▶ Extract

--

Maybe you could talk about other kids you all may know who dont live in that stereotypical 'nuclear family'. I'm sure there are many kids either living with a single parent, or a parent and a step-parent, or an aunt or a grandparent.
Im so sorry <3 Hugs galore!

now.is.now said...

Tara, have you gotten a hold of S yet? Have you talked with your mom? I think it would do you wonders to be around some adult company right now. You did make the right choice (for you AND for your kids) by leaving Mike. I wish I could get you out of your tornado. Your'e right, no one deserves to feel like this.

Zena said...

thankyou Alex,

I really am at a loss

I made an appointment with a child shrink for my son for his anger issues but they seem to resolving..im feeling so lost...desperate and unsure...i just want them to understand i left because i love them, i had put up with the abuse for 12 years and i couldnt bare for them to grow up thinking this was the way a husband and wife should treat each other...i better for them...im just so lost on how to provide it...and yes i have suffered with an ed and depression and anxiety for 15 yrs but it didnt get to the point of almost dying til i was with him...i know i have options but right now only one seems like a solution...although i do in my rational mind realize its not a solution just the creation of an even bigger problem...i just hurt so much ...all the time...thanks for writting...really it means allot ((hugs)

Zena said...

--

▶ Source information
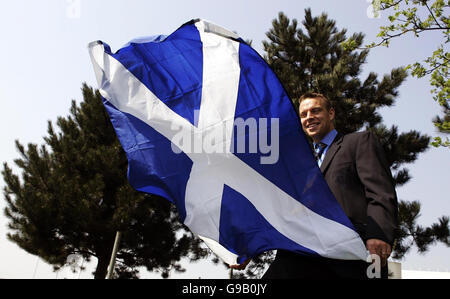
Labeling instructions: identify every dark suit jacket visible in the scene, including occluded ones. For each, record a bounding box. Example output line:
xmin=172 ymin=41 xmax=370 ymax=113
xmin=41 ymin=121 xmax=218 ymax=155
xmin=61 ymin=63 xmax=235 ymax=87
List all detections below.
xmin=320 ymin=131 xmax=398 ymax=246
xmin=263 ymin=132 xmax=398 ymax=279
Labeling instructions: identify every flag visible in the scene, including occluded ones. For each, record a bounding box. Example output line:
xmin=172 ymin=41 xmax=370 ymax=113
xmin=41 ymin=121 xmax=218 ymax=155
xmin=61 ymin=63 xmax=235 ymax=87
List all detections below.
xmin=88 ymin=20 xmax=367 ymax=264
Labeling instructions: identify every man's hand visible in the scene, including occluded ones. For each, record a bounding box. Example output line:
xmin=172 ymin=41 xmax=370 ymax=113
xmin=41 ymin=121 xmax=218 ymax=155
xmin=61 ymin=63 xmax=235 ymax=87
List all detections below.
xmin=230 ymin=259 xmax=251 ymax=270
xmin=366 ymin=239 xmax=391 ymax=267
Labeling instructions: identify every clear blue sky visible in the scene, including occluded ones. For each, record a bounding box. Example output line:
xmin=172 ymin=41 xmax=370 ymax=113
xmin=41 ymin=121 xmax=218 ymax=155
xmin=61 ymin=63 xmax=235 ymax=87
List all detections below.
xmin=0 ymin=0 xmax=450 ymax=278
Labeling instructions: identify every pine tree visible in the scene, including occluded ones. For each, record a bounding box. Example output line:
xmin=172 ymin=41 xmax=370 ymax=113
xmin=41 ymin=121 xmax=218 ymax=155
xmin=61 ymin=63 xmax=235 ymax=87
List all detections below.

--

▶ Directions
**a)** Answer these from the comment thread:
(i) Besides a single parent, whom does the first comment say kids may live with?
(ii) According to now.is.now, whom did Tara make the right choice by leaving?
(iii) For how many years does Zena say she put up with the abuse?
**b)** Carry on the comment thread from where it stops.

▶ Task results
**a)**
(i) A parent and a step-parent, an aunt, or a grandparent.
(ii) Mike.
(iii) 12 years.

**b)**
Laura,
we posted at the same time...i emailed S but i dont want to call..i dont really know why...the kids went to a family party with M, so i am alone....my mother, sister and i had a fight last night because everyone was trying to parent my kids at once...its my job...right now, you guys are all i got...thankyou for being here...i took some klonipin...but im still awake :(

i could call my pdoc, i have her cell...i just dont know what i would say right now...i want to swallow my pills...that wouldnt go over to good and could wind me up in a place i dont want to be(against my will)

im just so tired of fighting...it hurts so bad...

thankyou though...really thankyou

Eating With Others said...

Hey I came from a broken home as well -that's what they called it then- it does suck for the kids. No lie it will affect them a lot more than you can know. Family therapy or individual for them could really help. I wish I had gone growing up and I might have not had so much pain.

But the other side of that is that as an adult I can see why they had to split up at the time. It took a long time and a lot of therapy to come to that but it did come.

That pain your feeling will not kill you. I promise. It will suck and hurt, let it come and cry and you will find the strength to get through it. Sorry I know that's corny but I don't know what else to say. I do know that I still love my mom and dad to this day. I would be crushed if either of die. Yes I know it will happen but I know that for now I want them around, flaws and all, for as long as I can keep them.

belinda said...

i hear you
i really do!
and i'm so sorry.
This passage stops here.